## Задания для выполнения
#1 Изложите текст о Нуманции в двух предложениях.
#2 Объясните по тексту о Нуманции, почему осада города вплоть до 135 года оставалась безуспешной. Ответ дайте в одном-двух предложениях.

Между тем успехи Вириата на юге еще в 143-м году побудили вновь

восстать кельтиберов на севере Испании. Посланное против них римское войско

под командованием опытного консула Квинта Метелла действовало успешно и

вскоре привело к повиновению всю провинцию, кроме хорошо укрепленного

города Нуманция. Сменившие Метелла полководцы были бездарны, а нумантинцы

оборонялись с неослабевающим упорством. В то же самое время в римском

войске с каждым годом осады нарастали распущенность, недисциплинированность

и трусость. Одного слуха, притом ложного, что к нумантинцам на помощь идут

племена кантабров и ваккеев, было достаточно для того, чтобы вся римская

армия самовольно ночью бросила лагерь и ушла. Нумантинцы догнали и окружили

римлян, но удовольствовались заключением мира, скрепленного клятвой всех

офицеров. Однако сенат это соглашение не ратифицировал, и осада Нуманции

вскоре возобновилась. Впрочем, в силу тех же причин, разложения войск и

бездарности командующих, успехи в ней вплоть до 135-го года были под стать

всему предыдущему.

Наконец и римский сенат осознал постыдность такой ситуации, и

укрощение провинциального испанского города было поручено победителю

Карфагена. Сципион Эмилиан был избран консулом. Впрочем, разрешения на

набор нового войска ему не дали, полагая, видимо, что столь великий

полководец может обойтись и тем контингентом, что вот уже столько лет

бесплодно околачивается у стен Нуманции. Как утверждает Аппиан:

"Он взял с собой, по разрешению сената, только добровольцев,

присланных ему в силу личного расположения отдельными государствами и

царями, а из Рима — своих клиентов и друзей, человек пятьсот, которых,

соединив в один отряд, называл "отрядом друзей"[16].

## Представленные данные
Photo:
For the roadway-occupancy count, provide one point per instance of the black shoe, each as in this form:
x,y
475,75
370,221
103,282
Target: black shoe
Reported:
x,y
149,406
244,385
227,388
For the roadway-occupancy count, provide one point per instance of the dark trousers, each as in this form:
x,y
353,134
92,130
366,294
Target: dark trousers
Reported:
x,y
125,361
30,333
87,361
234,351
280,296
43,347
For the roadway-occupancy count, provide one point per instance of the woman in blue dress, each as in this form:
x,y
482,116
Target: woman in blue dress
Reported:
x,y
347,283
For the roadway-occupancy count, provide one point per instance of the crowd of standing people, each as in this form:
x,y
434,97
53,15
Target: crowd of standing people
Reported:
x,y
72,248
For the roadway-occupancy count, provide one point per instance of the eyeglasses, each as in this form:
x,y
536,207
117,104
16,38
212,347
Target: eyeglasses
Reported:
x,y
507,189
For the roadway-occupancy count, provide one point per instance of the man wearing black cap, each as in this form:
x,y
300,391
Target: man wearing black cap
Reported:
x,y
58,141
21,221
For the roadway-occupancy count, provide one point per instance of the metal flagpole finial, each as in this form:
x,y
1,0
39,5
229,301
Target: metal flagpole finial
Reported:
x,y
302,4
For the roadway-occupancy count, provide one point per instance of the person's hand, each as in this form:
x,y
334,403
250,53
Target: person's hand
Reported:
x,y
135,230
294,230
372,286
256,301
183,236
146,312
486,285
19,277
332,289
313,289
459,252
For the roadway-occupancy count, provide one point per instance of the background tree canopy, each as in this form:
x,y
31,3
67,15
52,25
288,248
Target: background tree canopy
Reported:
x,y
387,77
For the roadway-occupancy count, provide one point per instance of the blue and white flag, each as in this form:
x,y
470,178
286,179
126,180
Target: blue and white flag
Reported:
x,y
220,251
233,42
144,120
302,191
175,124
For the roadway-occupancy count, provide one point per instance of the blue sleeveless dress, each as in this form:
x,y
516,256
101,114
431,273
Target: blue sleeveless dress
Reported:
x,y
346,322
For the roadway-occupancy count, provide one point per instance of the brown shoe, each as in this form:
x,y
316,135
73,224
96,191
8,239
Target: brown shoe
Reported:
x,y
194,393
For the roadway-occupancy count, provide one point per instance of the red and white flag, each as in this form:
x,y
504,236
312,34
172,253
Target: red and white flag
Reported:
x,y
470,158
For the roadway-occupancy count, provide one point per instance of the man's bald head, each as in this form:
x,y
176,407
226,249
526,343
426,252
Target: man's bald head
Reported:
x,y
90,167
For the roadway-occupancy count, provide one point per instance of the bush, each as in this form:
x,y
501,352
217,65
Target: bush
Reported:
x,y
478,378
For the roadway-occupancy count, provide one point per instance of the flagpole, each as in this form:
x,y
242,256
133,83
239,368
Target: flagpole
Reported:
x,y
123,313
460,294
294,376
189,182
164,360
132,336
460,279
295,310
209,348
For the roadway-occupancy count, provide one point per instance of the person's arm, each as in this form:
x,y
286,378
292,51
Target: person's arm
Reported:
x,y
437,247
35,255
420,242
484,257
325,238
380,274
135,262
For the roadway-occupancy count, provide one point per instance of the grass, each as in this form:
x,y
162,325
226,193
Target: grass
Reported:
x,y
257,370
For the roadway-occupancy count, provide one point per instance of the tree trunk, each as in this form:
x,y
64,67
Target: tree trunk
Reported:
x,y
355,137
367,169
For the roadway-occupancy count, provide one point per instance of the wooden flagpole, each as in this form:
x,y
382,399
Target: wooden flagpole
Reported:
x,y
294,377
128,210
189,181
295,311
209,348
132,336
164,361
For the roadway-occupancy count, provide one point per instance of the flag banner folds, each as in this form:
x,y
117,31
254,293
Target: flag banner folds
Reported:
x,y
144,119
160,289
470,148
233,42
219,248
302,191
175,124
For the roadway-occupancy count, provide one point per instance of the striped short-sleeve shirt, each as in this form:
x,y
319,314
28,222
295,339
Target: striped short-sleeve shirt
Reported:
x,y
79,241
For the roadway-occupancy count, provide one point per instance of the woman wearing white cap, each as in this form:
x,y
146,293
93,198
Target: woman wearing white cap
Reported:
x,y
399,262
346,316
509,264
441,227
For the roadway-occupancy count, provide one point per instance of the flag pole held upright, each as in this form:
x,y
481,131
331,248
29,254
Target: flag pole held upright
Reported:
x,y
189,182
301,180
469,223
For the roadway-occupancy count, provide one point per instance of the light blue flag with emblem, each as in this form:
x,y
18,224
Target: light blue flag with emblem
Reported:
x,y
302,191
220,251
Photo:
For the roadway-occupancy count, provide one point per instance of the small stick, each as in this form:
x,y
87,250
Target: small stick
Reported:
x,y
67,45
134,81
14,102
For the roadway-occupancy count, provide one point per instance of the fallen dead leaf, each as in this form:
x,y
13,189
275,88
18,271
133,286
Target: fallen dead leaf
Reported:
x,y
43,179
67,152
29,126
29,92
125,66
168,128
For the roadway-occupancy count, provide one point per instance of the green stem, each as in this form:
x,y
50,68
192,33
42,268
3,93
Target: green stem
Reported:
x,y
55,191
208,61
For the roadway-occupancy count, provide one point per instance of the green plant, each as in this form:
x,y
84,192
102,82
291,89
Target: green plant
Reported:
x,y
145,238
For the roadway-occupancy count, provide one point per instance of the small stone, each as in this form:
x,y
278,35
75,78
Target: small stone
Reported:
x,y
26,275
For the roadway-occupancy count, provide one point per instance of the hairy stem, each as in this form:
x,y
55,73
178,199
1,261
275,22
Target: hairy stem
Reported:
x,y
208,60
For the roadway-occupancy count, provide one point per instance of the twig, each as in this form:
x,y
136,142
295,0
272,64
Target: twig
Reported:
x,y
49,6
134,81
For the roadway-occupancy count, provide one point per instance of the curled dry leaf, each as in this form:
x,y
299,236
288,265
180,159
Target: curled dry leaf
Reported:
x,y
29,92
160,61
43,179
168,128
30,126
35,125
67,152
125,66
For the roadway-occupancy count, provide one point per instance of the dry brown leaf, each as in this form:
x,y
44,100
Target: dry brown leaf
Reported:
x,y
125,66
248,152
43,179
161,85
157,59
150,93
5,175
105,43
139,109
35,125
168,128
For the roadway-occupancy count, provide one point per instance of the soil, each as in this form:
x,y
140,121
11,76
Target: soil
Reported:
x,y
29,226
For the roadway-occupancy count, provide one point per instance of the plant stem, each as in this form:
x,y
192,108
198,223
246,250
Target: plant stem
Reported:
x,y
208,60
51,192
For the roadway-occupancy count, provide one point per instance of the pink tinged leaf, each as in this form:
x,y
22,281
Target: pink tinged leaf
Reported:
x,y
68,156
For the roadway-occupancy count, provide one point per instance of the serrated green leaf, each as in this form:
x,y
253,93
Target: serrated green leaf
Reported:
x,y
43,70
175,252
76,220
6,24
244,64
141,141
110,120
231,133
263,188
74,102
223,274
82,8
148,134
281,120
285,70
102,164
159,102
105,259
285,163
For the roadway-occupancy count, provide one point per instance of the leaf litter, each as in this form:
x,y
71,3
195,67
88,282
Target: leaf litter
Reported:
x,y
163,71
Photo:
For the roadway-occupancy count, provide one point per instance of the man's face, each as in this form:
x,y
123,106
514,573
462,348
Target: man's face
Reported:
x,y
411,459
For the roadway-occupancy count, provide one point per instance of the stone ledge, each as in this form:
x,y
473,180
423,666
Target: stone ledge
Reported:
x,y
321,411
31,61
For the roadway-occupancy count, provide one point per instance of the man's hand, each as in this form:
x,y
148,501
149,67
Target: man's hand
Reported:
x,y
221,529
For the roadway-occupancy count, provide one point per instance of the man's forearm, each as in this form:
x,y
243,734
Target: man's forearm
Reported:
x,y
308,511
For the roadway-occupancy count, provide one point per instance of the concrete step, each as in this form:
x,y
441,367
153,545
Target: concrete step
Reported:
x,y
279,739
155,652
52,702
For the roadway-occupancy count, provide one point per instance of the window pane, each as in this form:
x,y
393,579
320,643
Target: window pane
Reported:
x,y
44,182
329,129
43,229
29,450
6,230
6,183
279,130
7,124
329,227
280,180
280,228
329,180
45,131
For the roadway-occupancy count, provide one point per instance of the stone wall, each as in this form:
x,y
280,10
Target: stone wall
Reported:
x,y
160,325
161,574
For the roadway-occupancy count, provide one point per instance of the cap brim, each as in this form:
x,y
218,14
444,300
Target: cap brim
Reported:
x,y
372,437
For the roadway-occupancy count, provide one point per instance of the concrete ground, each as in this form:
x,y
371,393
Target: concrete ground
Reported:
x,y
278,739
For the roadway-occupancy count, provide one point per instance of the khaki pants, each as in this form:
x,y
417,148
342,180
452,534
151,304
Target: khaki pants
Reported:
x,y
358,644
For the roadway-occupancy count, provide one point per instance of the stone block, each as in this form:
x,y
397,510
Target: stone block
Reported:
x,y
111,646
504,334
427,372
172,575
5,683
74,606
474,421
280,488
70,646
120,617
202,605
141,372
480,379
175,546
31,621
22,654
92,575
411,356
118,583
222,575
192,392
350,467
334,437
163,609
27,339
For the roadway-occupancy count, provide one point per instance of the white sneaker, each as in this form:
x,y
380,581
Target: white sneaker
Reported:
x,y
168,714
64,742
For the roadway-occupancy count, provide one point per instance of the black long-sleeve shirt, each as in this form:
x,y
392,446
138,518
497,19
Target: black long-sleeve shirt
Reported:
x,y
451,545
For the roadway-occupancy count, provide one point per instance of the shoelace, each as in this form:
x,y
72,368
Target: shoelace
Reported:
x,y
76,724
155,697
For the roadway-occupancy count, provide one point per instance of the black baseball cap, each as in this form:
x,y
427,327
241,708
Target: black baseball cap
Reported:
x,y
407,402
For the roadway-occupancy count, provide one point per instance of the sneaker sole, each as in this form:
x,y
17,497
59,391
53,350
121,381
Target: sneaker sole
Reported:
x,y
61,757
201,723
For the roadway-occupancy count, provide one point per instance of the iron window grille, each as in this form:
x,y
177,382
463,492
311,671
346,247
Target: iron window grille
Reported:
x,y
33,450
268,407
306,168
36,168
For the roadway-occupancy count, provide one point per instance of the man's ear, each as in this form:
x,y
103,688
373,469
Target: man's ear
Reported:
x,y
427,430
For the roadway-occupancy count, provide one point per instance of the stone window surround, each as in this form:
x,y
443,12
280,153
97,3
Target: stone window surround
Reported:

## Ответы
#1 Успехи Вириата побудили кельтиберов восстать, и консул Квинт Метелл подчинил всю провинцию, кроме хорошо укрепленной Нуманции. Осада города при бездарных преемниках Метелла и разлагавшемся войске годами шла бесплодно, пока сенат не поручил его покорение избранному консулом Сципиону Эмилиану, не разрешив, однако, набрать новое войско.

#2 Осада не давала результата из-за разложения войск и бездарности командующих. В римском войске с каждым годом нарастали распущенность, недисциплинированность и трусость.